Excerpt:
-.-.-
As a primary backer of the Syrian government, Iran has argued vehemently against US airstrikes, warned that sectarian "fire" will spread, and that jihadi rebels may have been behind the Aug. 21 chemical weapons attack that US officials say killed more than 1,400 people near Damascus.
According to leaked diplomatic correspondence, Iran has been warning Washington since July 2012 that Sunni rebel fighters have acquired chemical weapons, and called on the US to send “an immediate and serious warning” to rebel groups not to use them.
In a letter acquired by The Christian Science Monitor that was sent sometime in the spring, Iran told American officials that, as a "supporter" of the rebels, the US would be held responsible for any rebel use of chemical weapons.
Iran amplified those year-old warnings over the weekend in its strongest public comments to date linking the rebels with a chemical weapons, echoing Russia's dismissal of American assurances that President Bashar al-Assad's forces were to blame. The comments come as the US Congress prepares to vote on military strikes.
“There is ample intelligence that takfiri [extremist] groups are in possession of chemical arms,” Iran’s Foreign Minister Mohammad Javad Zarif said on Sunday during a visit to Iraq, according to state-run PressTV. “Extremists and takfiris are a threat to the whole region.” Semi-official Fars News Agency headlined its story: “Iranian FM refutes US claims on Syria’s use of chemical weapons.”
Iran says that it warned the United States directly, in mid- and late- 2012, and at least once after that, about the risks of chemical weapons among the rebels. The letter acquired by the Monitor references messages from July 18 and Dec. 1, 2012.
According to the English translation that accompanies the one-page Persian document, the letter reads: “Alerting [worrying] news has been published about the preparations of insurgent forces in Syria for using chemical weapons/elements."
Iran “holds responsible, in addition to the elements of violent forces, their supporter countries including the American government, for any resort to chemical weapons/elements by those insurgent forces,” it states.
The letter makes no reference to the possibility of chemical weapons use by Syria itself – holder of the world’s third-largest chemical arsenal. Nor does it acknowledge that if the same argument was applied to the regime, then Iran and Russia, Syria's closest supporters, would likewise be held responsible for any regime use of chemical weapons.
The Iranian letter is undated and was produced by the previous government under President Mahmoud Ahmadinejad, according to informed sources in Iran who provided a copy to the Monitor on the condition that they not be further identified.
A US State Department official would not verify the authenticity of the letter as a matter of policy, stating: “We don’t comment on diplomatic correspondence.”
Neither the Persian and English versions of the letter seen by the Monitor have any official letterhead or other identifying marks, but that is not unheard of with sensitive Iranian communications. The grand bargain offer sent by Tehran to the White House in 2003, for example, looked similarly “clean” – authentic and with approval from Iran’s highest authorities, yet with no sign of that on the document itself.
-.-.-
Dataset records:
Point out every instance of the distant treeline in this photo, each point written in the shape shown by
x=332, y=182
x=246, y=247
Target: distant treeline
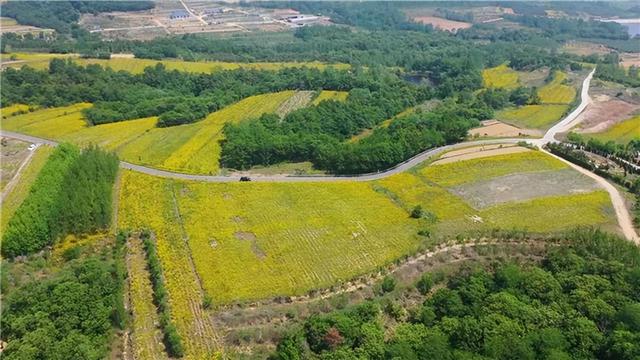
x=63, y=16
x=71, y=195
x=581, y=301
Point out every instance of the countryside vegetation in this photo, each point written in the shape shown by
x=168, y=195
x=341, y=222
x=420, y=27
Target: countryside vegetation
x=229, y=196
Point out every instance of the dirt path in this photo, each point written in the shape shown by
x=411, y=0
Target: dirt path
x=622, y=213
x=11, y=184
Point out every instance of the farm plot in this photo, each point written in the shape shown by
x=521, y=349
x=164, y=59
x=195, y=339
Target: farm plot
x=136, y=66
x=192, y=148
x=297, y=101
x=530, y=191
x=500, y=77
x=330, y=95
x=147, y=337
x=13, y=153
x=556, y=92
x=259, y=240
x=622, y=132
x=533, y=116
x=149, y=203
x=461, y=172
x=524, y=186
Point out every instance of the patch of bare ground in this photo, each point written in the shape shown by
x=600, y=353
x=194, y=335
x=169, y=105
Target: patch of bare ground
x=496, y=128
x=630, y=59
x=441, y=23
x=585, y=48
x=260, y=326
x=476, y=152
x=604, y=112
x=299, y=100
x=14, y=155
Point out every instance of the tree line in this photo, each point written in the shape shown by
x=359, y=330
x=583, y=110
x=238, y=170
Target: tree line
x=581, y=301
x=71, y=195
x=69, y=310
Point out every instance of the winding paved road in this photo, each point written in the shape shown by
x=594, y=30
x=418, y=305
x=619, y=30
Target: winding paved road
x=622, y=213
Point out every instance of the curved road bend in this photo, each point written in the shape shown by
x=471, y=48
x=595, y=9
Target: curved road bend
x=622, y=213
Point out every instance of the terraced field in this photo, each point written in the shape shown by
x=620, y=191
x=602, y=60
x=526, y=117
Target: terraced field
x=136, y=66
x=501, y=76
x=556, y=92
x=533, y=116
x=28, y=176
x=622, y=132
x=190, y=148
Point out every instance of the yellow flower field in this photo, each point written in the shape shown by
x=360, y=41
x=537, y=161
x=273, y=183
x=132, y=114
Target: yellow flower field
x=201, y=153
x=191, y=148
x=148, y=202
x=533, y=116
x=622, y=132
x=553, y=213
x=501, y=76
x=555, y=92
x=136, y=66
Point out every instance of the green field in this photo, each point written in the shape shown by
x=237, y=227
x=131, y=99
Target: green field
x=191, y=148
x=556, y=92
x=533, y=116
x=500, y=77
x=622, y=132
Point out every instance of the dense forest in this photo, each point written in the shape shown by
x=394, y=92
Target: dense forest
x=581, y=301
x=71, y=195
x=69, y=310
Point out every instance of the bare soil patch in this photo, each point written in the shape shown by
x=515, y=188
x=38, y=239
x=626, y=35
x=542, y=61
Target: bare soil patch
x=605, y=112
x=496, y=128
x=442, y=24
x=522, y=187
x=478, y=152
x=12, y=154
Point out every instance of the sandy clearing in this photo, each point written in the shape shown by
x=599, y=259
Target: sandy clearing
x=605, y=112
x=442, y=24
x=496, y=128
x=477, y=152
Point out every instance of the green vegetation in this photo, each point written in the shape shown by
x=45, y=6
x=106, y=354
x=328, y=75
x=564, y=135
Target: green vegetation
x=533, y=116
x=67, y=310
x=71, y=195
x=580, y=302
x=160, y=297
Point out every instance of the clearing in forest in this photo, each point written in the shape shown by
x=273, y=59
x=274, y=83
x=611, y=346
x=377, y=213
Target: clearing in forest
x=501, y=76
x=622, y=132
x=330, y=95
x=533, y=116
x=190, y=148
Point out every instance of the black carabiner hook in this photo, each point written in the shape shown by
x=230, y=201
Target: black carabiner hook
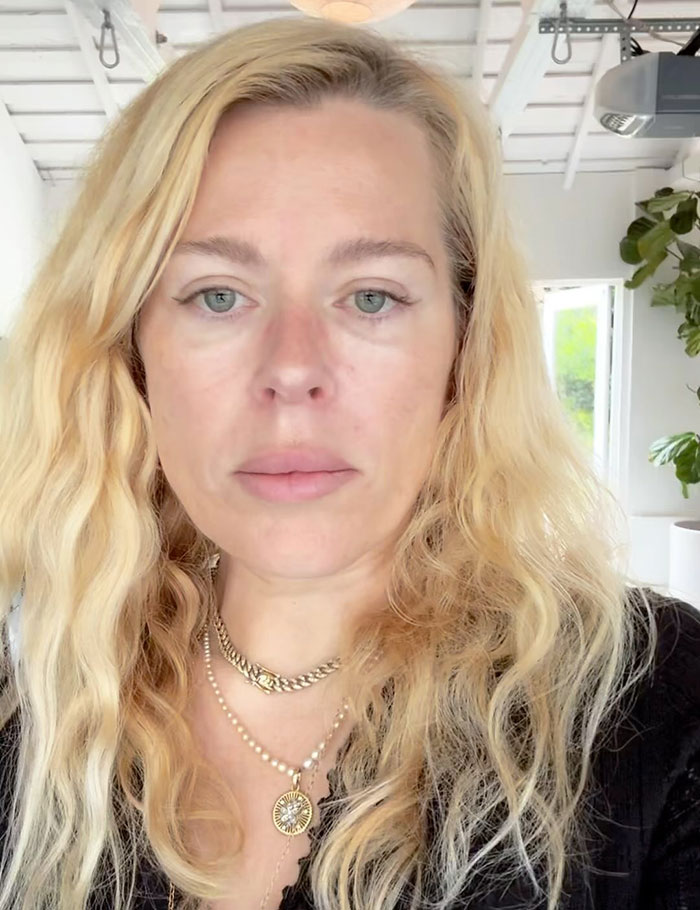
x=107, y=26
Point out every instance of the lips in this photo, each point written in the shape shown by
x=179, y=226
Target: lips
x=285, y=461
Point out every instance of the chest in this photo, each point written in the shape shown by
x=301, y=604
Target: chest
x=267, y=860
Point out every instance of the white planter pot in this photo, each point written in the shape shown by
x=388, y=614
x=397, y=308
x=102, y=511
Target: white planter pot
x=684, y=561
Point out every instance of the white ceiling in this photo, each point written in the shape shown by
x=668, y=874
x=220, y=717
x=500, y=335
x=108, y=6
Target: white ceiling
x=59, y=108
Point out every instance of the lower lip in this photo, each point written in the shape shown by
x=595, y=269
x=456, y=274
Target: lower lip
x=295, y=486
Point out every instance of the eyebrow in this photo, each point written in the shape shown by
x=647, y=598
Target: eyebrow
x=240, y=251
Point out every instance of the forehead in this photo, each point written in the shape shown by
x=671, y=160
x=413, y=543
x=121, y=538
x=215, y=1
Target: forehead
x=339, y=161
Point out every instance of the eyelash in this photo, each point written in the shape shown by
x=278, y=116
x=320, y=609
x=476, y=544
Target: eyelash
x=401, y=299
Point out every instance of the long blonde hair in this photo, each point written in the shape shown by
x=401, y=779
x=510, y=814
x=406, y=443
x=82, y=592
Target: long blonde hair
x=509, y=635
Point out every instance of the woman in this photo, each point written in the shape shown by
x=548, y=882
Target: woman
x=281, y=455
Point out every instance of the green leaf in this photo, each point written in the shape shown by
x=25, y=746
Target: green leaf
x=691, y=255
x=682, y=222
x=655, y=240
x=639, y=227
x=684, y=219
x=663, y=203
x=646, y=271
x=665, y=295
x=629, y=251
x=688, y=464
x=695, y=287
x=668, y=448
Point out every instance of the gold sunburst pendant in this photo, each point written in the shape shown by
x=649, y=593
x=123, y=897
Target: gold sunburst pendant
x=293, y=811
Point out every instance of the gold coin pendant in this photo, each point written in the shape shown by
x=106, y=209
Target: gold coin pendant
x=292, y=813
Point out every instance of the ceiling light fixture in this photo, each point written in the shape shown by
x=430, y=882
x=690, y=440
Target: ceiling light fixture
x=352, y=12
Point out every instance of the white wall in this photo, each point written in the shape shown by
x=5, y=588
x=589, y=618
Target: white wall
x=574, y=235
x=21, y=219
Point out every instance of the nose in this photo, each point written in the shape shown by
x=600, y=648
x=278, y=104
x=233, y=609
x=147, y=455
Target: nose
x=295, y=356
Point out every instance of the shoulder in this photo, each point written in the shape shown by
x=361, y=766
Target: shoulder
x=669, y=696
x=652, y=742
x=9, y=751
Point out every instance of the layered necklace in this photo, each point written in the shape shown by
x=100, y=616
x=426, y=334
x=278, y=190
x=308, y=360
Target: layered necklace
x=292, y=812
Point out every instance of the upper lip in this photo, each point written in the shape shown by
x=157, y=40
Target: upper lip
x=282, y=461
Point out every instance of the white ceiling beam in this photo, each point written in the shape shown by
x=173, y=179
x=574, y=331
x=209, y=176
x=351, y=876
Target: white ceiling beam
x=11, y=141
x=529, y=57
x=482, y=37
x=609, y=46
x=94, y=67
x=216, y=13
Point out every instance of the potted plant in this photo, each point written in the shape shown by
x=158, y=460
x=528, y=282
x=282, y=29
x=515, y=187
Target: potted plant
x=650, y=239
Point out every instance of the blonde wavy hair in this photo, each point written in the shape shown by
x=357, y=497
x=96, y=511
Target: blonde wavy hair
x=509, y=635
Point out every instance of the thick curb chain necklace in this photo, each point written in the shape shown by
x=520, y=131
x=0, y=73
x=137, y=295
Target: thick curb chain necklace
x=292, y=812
-.-.-
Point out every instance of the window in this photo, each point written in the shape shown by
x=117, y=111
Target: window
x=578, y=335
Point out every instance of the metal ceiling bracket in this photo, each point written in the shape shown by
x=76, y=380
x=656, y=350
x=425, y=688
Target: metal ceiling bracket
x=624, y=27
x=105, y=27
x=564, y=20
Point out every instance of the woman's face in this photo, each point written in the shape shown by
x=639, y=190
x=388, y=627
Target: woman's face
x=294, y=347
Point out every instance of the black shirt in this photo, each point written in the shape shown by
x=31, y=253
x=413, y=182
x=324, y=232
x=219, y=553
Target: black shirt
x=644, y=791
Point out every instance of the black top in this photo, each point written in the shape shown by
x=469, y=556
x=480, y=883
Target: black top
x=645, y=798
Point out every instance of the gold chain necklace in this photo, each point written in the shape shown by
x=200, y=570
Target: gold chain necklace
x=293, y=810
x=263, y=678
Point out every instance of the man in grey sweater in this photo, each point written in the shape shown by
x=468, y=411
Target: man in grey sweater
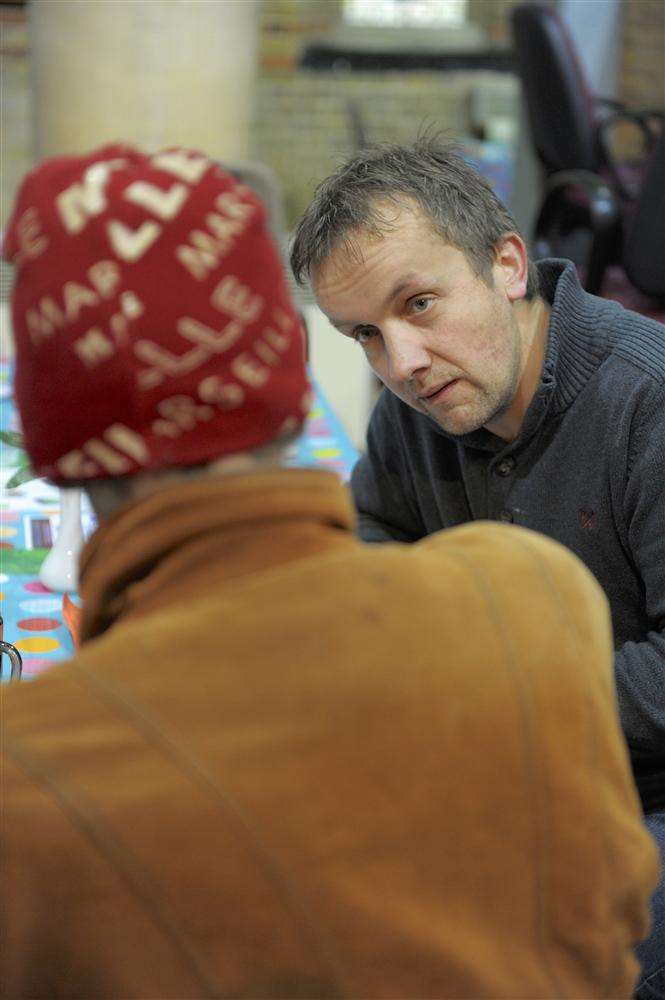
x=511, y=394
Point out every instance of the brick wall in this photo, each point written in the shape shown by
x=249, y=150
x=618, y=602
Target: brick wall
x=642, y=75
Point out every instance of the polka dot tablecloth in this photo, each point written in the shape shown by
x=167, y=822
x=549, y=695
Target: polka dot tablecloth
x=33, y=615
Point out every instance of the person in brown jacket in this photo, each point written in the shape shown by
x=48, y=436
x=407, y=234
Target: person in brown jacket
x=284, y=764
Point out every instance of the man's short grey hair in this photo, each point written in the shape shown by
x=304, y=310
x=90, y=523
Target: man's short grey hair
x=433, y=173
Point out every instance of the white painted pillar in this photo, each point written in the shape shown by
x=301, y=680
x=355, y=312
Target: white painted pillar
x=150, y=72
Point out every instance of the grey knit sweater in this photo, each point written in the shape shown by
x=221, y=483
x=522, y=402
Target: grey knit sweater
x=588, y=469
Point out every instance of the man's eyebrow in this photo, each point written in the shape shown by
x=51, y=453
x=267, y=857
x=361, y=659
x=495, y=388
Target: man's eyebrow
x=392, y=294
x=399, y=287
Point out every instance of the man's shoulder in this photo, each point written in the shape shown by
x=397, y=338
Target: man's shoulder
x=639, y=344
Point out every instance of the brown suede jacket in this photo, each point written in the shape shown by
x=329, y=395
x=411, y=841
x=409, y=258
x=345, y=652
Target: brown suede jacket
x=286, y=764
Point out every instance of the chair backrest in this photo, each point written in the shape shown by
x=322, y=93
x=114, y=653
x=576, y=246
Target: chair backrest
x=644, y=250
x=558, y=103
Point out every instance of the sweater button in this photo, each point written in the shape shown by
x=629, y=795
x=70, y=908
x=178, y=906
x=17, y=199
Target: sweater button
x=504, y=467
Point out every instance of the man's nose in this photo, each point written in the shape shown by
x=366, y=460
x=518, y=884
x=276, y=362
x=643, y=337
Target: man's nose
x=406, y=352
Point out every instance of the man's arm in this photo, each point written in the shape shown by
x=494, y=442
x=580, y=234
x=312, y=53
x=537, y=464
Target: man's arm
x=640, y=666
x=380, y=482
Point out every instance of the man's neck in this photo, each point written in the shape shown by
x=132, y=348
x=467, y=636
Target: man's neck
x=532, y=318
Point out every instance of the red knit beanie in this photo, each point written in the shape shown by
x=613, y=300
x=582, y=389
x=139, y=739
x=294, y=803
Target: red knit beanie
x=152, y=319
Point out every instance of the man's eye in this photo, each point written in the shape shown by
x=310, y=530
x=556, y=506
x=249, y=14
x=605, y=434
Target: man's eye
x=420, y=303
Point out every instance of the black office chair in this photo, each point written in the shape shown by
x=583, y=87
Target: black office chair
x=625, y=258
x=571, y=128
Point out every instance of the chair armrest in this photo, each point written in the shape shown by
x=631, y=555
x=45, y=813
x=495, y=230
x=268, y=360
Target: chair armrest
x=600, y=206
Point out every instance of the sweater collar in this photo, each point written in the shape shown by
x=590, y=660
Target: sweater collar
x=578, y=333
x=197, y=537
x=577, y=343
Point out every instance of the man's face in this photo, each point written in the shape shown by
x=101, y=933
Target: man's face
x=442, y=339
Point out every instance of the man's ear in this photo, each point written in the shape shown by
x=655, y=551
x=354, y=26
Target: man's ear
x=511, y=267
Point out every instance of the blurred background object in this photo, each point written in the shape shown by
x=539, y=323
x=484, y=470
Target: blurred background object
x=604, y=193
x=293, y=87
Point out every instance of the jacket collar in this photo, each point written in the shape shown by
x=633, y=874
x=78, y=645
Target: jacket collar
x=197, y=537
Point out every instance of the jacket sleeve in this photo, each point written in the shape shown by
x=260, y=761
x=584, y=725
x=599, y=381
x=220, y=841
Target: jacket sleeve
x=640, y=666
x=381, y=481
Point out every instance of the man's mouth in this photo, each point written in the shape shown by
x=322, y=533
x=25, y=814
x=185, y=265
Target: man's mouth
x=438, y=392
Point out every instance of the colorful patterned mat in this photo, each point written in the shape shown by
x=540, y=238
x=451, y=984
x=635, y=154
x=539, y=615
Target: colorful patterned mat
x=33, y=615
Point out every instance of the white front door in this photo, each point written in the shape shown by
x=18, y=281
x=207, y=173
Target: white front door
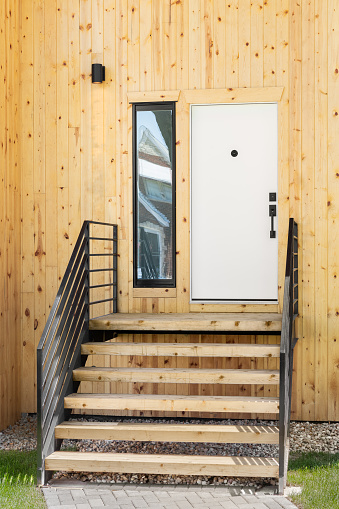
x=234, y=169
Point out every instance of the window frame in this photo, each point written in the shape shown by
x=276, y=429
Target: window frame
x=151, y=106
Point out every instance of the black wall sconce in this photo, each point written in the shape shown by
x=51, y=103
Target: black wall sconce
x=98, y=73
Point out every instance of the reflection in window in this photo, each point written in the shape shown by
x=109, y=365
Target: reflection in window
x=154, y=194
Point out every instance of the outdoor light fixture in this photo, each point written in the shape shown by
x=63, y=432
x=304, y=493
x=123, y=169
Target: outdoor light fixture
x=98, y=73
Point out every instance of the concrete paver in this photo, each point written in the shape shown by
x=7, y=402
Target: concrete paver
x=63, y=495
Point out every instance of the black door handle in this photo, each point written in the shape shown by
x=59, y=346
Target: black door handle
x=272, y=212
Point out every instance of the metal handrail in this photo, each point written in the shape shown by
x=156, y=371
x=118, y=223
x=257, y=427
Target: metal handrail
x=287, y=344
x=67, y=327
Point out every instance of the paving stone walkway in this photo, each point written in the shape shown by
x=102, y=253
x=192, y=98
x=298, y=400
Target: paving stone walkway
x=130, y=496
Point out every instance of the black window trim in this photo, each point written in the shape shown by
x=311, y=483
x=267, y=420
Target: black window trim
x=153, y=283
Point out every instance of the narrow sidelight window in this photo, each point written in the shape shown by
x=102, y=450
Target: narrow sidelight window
-.-.-
Jobs:
1. Report each line of the records that contains the string "wavy".
2. Carry on the article about Iran's chemical weapons warnings past its last sentence.
The records are unrelated to the text.

Per-task answers:
1.
Point out every instance of the blonde wavy hair in this photo, each point written in the shape shown by
Target: blonde wavy hair

2.
Since the Aug. 21 attack, Iranian officials have repeatedly stated their opposition to chemical weapons use by any side – a policy that has been consistent since Iran was targeted by chemical munitions repeated in the Iran-Iraq War of the 1980s. But they has sent mixed messages about who they believe was responsible for this attack on the rebel-held suburbs of Damascus.
While making the case on Sept. 7 for punitive US strikes on Syria, Samantha Power, the US Ambassador to the United Nations, said that the US “cannot afford to signal to North Korea and Iran that the international community is unwilling to act to prevent proliferation or willing to tolerate the use of weapons of mass destruction.”
Yet Ms. Power added, however, that Iran and the Russians had complied with American requests and sent messages to Syria “to try to dissuade Assad from using chemical weapons” – a known red line laid down by President Barack Obama. As reports of chemical incidents have grown inside Syria, so too has information that Iran and Russia have advised Mr. Assad not to use such weapons, in a conflict that has already taken more than 100,000 lives by conventional arms.
Mr. Zarif first revealed that Iran had sent direct warnings to the US via the Swiss Embassy in Tehran in an interview published Sept. 1 by Aseman weekly in Tehran. The Swiss have handled US interests in Iran throughout the 34-year US-Iran estrangement, and have been a conduit for such messages in the past.
Zarif said in the interview that Iran sent a memo to the US last December stating that “handmade articles of chemical weapons, including sarin gas, are being transferred into Syria.” He added: “In the same note, we warned [Washington] that radical groups might be planning to use these chemical agents.”
Zarif said the US never responded to the letter.
The document seen by the Monitor appears to be a third letter, which recalls the “messages” of the two previous letters, but does not mention any specific details about the types of chemical weapons that might be in rebel hands, or where they came from. Nor does it mention what information, intelligence, or "published" news may have prompted the Iranians to write it.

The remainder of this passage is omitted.